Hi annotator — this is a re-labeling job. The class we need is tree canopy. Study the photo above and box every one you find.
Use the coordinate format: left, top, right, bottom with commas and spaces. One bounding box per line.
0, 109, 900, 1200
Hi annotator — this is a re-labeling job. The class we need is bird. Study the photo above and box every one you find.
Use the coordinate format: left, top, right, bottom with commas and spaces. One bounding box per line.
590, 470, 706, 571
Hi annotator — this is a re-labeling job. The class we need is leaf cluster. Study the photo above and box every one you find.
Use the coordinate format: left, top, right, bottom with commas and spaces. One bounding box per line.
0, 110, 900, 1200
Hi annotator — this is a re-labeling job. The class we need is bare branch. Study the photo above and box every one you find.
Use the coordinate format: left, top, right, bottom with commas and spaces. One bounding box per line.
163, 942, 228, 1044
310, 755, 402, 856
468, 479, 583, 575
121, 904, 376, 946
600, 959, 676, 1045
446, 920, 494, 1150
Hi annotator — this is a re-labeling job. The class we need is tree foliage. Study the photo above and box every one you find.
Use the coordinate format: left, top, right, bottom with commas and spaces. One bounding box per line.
----
*Task requirements*:
Retype all of the rows above, line for line, with no changes.

*Complete response*:
Hi annotator — this is a re-labeling job. The class we need is tree canopy. Study the photo above and box every one you find.
Use the coordinate format: left, top, right, bottom with commas and spaces. One bounding box per line.
0, 109, 900, 1200
Hi annotator — this is a re-labeling job. The class we need is bird. Study the photo above and box every one you find.
Use the coordinate format: left, top, right, bottom with commas and spaces. One bounding box per line.
590, 470, 706, 571
Hi annotator — this is a re-labeling job. The class we need is leaf cluster. Study the photo above and box every one you find.
Use the coordinate format: left, top, right, bottom with commas and spaces. One bounding box per line.
0, 110, 900, 1200
Hi annotator — this is a re-labeling job. The class we need is bare branch. Study the photo above and box every one you find.
Use the coordinate format: left, top, right, bottom with commas and spaces. One bounding box per line.
163, 942, 228, 1044
310, 755, 402, 856
468, 479, 583, 575
121, 904, 376, 946
600, 959, 676, 1045
446, 920, 494, 1150
Hi annotator — this is a re-labeling job. The class we need is tree foliage. Study the photo above and box every one you find.
Use the coordinate format: left, top, right, bottom with commas and spaces. One bounding box per line.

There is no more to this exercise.